Provided information -
#####

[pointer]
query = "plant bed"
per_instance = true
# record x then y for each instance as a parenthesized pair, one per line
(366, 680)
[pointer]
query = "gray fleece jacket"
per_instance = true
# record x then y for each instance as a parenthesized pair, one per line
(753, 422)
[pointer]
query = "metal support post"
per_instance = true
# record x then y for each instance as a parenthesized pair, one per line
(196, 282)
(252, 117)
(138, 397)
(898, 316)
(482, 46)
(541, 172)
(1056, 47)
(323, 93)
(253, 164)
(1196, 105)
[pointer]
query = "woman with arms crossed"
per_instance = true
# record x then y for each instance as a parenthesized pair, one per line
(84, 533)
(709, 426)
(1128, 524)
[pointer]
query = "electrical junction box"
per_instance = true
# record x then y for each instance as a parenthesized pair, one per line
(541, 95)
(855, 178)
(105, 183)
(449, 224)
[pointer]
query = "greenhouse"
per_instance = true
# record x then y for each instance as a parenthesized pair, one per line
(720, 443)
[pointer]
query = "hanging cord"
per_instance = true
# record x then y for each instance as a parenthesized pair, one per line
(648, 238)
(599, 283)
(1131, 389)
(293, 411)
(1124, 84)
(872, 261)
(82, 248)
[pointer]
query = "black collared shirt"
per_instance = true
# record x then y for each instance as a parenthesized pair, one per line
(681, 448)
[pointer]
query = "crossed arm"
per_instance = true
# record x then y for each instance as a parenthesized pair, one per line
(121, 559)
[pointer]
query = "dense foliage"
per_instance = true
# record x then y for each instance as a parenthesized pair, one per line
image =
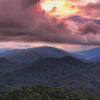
(47, 93)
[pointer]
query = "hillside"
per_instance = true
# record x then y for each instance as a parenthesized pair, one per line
(66, 72)
(33, 54)
(47, 93)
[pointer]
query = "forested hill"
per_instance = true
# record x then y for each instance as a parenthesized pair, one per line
(47, 93)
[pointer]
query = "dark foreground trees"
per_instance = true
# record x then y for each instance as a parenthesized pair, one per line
(47, 93)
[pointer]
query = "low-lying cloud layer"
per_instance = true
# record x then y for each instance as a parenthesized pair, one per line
(24, 20)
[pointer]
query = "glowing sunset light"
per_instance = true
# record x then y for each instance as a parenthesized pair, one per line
(61, 8)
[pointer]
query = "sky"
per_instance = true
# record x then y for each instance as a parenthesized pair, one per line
(66, 24)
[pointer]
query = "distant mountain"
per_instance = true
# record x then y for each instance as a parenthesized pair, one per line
(8, 66)
(92, 55)
(66, 72)
(33, 54)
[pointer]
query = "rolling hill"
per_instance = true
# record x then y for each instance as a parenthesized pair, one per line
(92, 55)
(66, 72)
(47, 93)
(33, 54)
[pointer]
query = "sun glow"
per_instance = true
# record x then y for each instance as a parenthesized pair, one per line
(59, 8)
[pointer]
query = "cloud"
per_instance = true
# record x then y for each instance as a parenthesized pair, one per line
(90, 10)
(24, 20)
(89, 28)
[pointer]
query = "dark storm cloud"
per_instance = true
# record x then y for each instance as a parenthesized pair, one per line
(23, 20)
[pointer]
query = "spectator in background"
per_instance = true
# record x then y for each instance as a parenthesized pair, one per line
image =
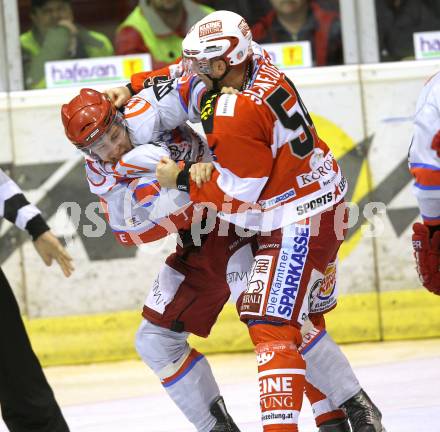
(55, 36)
(158, 27)
(397, 20)
(26, 399)
(251, 9)
(301, 20)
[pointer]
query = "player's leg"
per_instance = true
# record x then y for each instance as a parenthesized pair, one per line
(281, 374)
(339, 382)
(26, 399)
(184, 373)
(187, 297)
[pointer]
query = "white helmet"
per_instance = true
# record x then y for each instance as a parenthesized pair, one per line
(221, 34)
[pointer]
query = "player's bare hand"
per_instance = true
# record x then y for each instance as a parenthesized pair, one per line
(229, 90)
(167, 172)
(201, 172)
(50, 248)
(118, 95)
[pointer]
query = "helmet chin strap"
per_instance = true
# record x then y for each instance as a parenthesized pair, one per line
(216, 81)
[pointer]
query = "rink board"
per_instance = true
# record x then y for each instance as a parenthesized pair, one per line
(412, 314)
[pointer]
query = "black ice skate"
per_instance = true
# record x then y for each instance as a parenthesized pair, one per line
(224, 420)
(335, 426)
(363, 415)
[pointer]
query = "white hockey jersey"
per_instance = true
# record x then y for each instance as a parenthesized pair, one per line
(424, 152)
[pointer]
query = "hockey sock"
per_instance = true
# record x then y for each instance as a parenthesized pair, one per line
(327, 367)
(281, 371)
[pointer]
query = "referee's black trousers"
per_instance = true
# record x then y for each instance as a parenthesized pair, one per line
(26, 399)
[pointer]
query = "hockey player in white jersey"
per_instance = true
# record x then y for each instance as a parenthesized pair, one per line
(424, 164)
(121, 172)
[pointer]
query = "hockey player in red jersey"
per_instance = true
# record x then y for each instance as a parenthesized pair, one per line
(424, 164)
(265, 150)
(121, 154)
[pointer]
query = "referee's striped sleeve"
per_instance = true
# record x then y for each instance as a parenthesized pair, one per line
(15, 208)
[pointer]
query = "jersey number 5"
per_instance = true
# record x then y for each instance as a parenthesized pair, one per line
(299, 122)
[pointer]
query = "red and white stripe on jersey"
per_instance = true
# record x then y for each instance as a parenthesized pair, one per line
(267, 153)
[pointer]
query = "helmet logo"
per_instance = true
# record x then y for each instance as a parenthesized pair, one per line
(210, 28)
(243, 26)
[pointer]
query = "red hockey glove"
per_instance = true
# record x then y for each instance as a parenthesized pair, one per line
(427, 255)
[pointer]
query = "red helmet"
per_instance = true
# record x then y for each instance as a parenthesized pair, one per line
(87, 117)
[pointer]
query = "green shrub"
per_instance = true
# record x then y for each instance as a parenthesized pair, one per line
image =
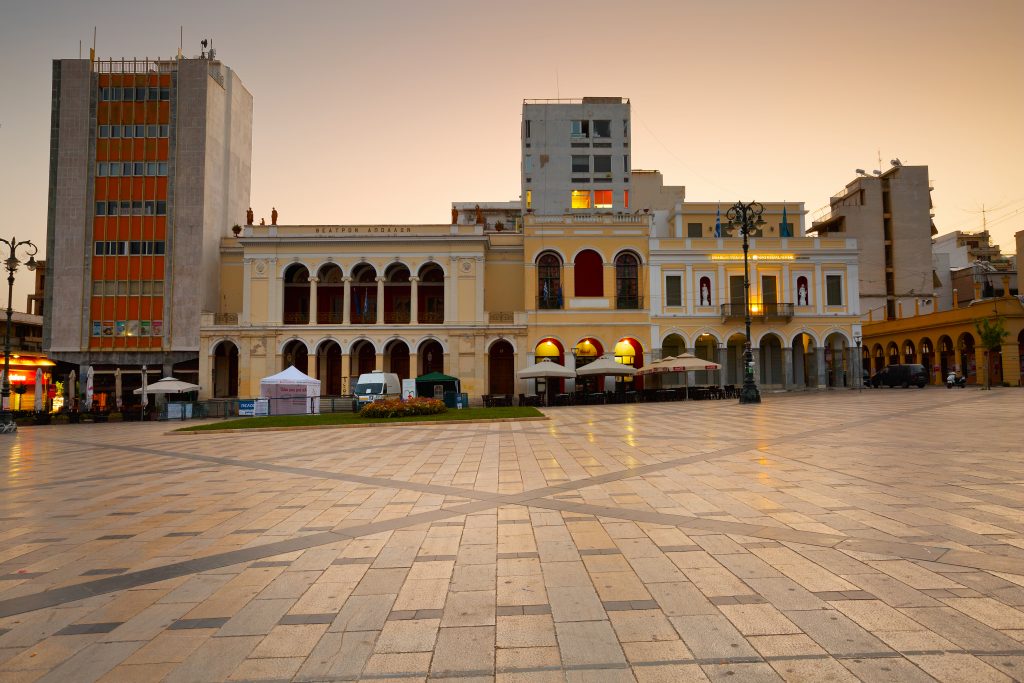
(394, 408)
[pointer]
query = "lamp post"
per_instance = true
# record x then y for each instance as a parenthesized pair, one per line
(747, 217)
(6, 419)
(860, 363)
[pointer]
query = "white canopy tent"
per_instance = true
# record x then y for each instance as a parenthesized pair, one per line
(291, 391)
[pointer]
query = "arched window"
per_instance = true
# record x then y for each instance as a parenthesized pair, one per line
(588, 273)
(628, 282)
(549, 282)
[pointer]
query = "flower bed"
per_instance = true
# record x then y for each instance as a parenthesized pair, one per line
(394, 408)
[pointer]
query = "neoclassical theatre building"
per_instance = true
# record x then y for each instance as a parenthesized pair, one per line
(478, 302)
(595, 258)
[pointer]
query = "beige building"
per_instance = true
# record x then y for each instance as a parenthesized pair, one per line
(340, 300)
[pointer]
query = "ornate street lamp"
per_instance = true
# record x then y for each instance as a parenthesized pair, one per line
(860, 361)
(6, 418)
(747, 217)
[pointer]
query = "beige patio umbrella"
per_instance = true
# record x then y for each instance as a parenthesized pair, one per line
(684, 363)
(117, 388)
(607, 365)
(546, 369)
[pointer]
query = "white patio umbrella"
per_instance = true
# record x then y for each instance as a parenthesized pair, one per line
(606, 365)
(117, 388)
(39, 390)
(546, 369)
(167, 385)
(88, 388)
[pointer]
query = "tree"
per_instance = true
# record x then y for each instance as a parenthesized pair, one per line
(992, 333)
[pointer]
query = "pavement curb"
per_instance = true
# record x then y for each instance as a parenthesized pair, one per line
(356, 426)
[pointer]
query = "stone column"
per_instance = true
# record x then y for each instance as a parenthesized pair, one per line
(346, 370)
(346, 308)
(312, 300)
(380, 300)
(570, 364)
(414, 306)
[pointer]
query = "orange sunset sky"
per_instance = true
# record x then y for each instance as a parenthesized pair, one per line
(386, 112)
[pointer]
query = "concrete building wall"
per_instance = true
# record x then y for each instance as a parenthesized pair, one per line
(70, 207)
(551, 144)
(911, 232)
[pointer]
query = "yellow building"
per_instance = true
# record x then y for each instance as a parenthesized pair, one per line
(479, 303)
(947, 341)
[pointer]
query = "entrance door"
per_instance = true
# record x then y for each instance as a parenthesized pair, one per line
(501, 369)
(737, 294)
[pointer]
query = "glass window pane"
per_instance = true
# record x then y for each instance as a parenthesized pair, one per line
(581, 199)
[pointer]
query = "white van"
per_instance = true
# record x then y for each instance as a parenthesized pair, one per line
(375, 386)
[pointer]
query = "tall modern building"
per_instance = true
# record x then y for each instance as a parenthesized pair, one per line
(150, 168)
(890, 215)
(576, 156)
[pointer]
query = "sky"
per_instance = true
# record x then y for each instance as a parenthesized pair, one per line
(386, 112)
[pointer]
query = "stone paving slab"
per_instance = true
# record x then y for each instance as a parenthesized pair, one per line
(872, 536)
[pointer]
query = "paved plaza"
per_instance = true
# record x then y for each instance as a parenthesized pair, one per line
(835, 536)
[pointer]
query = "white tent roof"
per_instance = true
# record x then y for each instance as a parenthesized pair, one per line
(290, 376)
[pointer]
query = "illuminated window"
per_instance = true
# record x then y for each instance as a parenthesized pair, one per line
(674, 291)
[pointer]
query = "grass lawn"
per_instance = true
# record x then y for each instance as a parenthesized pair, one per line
(278, 421)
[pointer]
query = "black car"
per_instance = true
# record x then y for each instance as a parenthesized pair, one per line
(901, 375)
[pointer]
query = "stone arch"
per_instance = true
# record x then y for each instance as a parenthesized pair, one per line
(501, 368)
(494, 340)
(295, 281)
(225, 368)
(295, 352)
(588, 273)
(396, 357)
(772, 366)
(430, 338)
(837, 358)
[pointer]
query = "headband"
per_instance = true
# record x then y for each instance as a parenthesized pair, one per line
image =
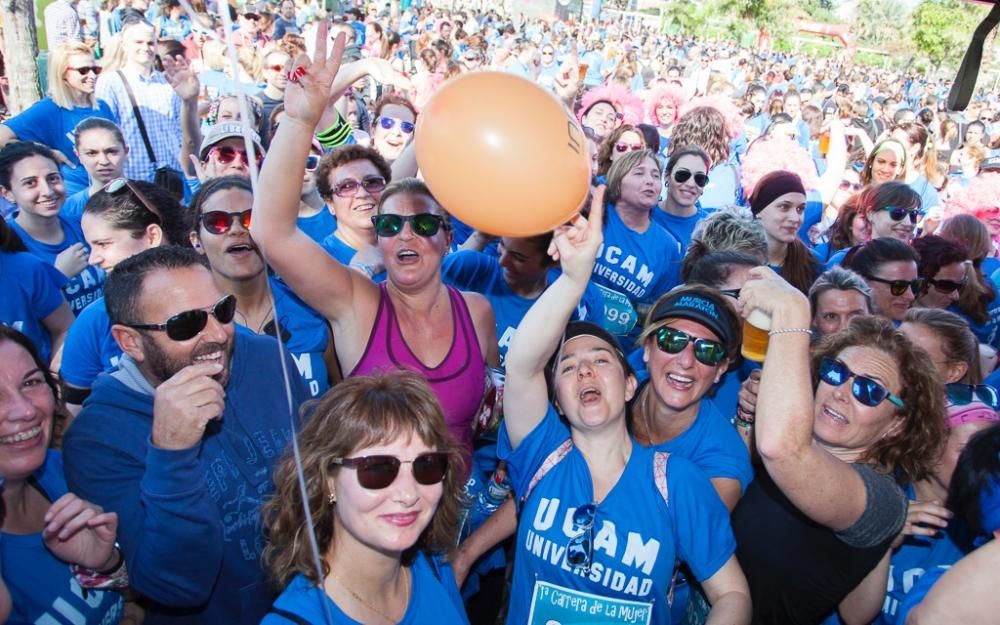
(772, 186)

#####

Problem to work on -
Show every line above that contains the word "crossed".

Reply to the exercise -
query = "woman with arms crossed"
query = "crossed arm"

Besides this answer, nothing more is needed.